===== Supplied passage =====
There doesn't seem to be quite enough variety out there. 6XC can do wonders with quite a number of powders. It's not all H4350's world (well, sorta). Coach and I did some experimenting and we have some helpful results. We'll be doing some more testing with other powders in the coming weeks.

This data came from our initial efforts at load development for my new 6XC barrel for my prone/PRS match rifle. So far it looks like we'll be using a 39.5gn charge of H4350 to get just shy of 3,000 FPS and single digit SD's with groups at about half an inch. It was a very tight decision as I would normally have chosen the actual winner which was N550 in a slightly lighter charge. N550 is super expensive compared to H4350 and we have several 8lbs jugs of H4350 on hand and only about 3lbs of N550.

Since we'll be using the same load in both of our rifles (don't forget there's a 2nd new 6XC barrel identical to mine ready to go onto Coach's gun), we will of course have to make sure the load performs acceptably from that rifle but so far, I haven't made a test load I would feel bad about using in a match.

Peep out the data below and enjoy. If you have some data you'd like to share, be sure to do so.
dw4tv68u0aajmyn.jpg

The 38.5 group was actually fired at the CML dot. FYI.

Chamber: 6XC (CIP)
Brass: Norma Large Primer, .013" neck thickness, .003" neck tension
Primer: Federal 210
Bullet: 115gn DTAC RBT HBN coated jumping .040"
Barrel: Columbia River Arms P3 (Polygonal 3 land) 25.5"
Muzzle Device: N/A

H4350 (well we did test it a good bit)
===== Excerpted data =====
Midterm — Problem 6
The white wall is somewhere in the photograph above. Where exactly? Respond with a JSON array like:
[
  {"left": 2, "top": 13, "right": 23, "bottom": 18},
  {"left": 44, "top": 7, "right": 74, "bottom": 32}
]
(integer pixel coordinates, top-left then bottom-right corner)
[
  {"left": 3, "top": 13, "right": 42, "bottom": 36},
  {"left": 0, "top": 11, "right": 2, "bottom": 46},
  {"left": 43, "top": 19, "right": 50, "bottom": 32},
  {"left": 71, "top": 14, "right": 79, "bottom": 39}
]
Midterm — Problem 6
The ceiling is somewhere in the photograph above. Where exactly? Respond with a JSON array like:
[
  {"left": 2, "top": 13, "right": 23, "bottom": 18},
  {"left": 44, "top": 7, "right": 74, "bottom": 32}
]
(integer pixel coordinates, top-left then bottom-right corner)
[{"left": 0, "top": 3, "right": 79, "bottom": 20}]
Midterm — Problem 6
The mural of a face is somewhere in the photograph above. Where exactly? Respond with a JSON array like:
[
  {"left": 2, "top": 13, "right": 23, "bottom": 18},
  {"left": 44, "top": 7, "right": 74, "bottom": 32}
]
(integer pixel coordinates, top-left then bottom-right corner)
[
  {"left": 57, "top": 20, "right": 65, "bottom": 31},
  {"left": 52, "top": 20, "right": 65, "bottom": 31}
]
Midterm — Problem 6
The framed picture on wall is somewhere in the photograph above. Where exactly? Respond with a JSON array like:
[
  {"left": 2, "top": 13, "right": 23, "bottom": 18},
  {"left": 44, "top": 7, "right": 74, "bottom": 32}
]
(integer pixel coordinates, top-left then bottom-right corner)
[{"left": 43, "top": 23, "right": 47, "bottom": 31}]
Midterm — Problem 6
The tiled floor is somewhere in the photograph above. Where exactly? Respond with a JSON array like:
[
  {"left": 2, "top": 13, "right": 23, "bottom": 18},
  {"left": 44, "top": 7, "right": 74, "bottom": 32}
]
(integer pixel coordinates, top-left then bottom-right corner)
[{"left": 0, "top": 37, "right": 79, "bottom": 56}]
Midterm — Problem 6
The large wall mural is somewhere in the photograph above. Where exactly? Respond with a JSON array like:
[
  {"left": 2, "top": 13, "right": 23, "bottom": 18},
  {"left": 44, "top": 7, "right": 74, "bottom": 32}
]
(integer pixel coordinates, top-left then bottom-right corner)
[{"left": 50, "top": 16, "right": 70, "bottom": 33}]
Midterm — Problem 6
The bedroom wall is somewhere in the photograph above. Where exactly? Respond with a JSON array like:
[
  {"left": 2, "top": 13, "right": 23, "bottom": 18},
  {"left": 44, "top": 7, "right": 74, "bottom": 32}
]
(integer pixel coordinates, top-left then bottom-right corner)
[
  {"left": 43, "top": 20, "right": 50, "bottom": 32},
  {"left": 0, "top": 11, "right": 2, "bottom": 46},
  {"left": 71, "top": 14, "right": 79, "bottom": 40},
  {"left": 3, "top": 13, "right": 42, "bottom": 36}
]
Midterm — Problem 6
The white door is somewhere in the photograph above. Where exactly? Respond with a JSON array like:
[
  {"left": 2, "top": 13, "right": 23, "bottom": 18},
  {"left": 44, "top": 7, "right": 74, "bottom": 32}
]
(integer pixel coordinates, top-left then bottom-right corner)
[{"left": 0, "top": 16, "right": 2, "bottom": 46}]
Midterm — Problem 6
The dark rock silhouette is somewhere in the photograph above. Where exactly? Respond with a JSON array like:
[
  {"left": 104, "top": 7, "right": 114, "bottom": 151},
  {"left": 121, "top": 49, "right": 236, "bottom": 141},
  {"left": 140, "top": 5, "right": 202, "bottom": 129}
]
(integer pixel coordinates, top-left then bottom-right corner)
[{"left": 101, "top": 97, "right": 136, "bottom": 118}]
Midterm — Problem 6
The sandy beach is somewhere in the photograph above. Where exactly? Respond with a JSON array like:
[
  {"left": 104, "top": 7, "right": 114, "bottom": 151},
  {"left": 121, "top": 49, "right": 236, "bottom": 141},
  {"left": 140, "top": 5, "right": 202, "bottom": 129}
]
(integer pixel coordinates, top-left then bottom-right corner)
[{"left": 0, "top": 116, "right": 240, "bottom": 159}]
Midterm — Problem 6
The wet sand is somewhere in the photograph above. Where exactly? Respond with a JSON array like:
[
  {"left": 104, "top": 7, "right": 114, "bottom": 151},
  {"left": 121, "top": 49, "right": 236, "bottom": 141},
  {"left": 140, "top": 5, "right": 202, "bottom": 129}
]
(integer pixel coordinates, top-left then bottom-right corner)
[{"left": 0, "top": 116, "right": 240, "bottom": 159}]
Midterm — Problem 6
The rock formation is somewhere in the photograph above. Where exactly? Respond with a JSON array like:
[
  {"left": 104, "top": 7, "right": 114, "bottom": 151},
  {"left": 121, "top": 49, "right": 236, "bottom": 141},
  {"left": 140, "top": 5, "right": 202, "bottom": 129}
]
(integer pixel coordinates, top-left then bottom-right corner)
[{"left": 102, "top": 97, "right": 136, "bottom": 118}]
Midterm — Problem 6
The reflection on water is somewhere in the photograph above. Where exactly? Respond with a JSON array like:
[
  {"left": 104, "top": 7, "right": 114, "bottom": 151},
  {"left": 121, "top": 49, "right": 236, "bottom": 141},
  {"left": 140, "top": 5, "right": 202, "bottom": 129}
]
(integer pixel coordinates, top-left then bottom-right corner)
=====
■ Do this
Write the next part of the 6XC load development write-up, starting after the line "H4350 (well we did test it a good bit)". The records were taken from a separate source.

■ The response
Brief: 37-40gn seems to be a decent window. Known solid performer. 3000fps is probably pushing pressures a bit for maximum brass life. Getting the case as full as possible seems to help SD's but pressures rise rapidly at the end of the capacity limit.
38.5gn: 2929 average, 13fps SD, .75" group
39gn: 2964 average, 15fps SD, .71" group
39.5gn: 2977 average, 2fps SD, .33" group

RL-23 (Reloader 23)
Brief: 37-40gn seems to be a decent window. Likes a full case. SD's really open without a pretty full case (including the bullet). Meters 100% terribly. Burns clean. We estimated we could pop 40gn in the case and get 2950fps. More testing coming but this was a very soft load pressure wise. RL-23 is super slow burning.
38gn: 2837 average, 28fps SD, .65" group

N550
Brief: 35-38gn seems to be a decent window. Expensive powder but turned in a stunning pair of development groups at .1" and .2" with single digit SD's. Pressures were mellow and it was a very quiet shooting load. People should start looking closer at N550. We started very soft.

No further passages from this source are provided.